STATED GOAL:
Gather every line of the rows below that contains the word "shed".

Data items:
□ □ □ □ □
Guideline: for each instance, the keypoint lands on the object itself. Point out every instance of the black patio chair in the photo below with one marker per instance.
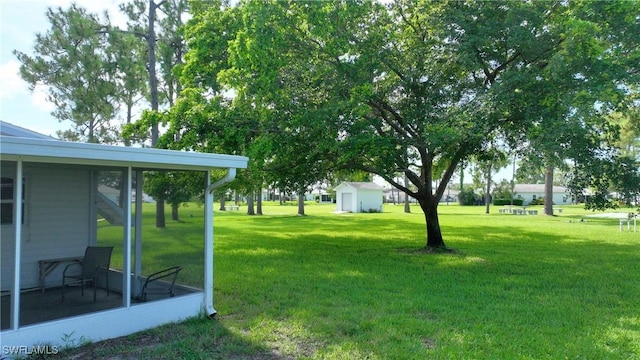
(95, 264)
(160, 283)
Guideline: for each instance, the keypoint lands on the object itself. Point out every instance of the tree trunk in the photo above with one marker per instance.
(487, 195)
(548, 190)
(259, 203)
(407, 207)
(301, 203)
(250, 209)
(174, 212)
(434, 234)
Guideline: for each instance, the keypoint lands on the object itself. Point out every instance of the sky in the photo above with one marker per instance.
(20, 21)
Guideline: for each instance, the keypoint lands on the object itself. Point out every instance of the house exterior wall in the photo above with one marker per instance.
(54, 226)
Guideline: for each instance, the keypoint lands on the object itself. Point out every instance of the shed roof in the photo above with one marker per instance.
(62, 152)
(537, 188)
(364, 185)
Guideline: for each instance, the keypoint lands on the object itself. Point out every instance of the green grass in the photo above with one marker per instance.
(352, 286)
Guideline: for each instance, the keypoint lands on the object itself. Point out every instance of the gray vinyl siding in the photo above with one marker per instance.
(56, 221)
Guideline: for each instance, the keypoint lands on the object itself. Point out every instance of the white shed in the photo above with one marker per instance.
(530, 192)
(359, 197)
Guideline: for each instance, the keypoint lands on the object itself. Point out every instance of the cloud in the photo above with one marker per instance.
(12, 84)
(39, 98)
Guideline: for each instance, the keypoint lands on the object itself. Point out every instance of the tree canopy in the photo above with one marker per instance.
(412, 88)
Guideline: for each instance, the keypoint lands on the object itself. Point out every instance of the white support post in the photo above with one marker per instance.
(208, 246)
(126, 255)
(138, 234)
(92, 238)
(17, 225)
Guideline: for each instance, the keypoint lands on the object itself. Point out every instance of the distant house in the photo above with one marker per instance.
(531, 192)
(359, 197)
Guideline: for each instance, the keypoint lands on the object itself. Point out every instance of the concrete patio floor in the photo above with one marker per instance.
(37, 307)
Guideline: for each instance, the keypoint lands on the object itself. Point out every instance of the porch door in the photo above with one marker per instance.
(346, 202)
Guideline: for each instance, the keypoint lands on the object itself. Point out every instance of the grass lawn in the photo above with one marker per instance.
(353, 286)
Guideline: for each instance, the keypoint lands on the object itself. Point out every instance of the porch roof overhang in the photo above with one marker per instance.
(62, 152)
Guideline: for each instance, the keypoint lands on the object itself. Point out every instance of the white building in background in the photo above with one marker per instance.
(531, 192)
(359, 197)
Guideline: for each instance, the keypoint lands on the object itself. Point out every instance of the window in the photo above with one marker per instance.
(7, 201)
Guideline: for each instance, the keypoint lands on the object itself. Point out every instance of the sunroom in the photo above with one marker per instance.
(50, 211)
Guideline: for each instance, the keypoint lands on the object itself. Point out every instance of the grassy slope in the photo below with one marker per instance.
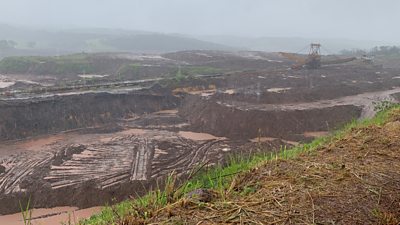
□ □ □ □ □
THE REPLY:
Guideline: for each instance, the keypoint lands on the object itself. Point out every instance of the shed roof in the photo above with one marker per instance.
Guideline: for each instance, the keypoint lands on the object itself. Point out every instance of the white shed in the photo above with one marker per instance.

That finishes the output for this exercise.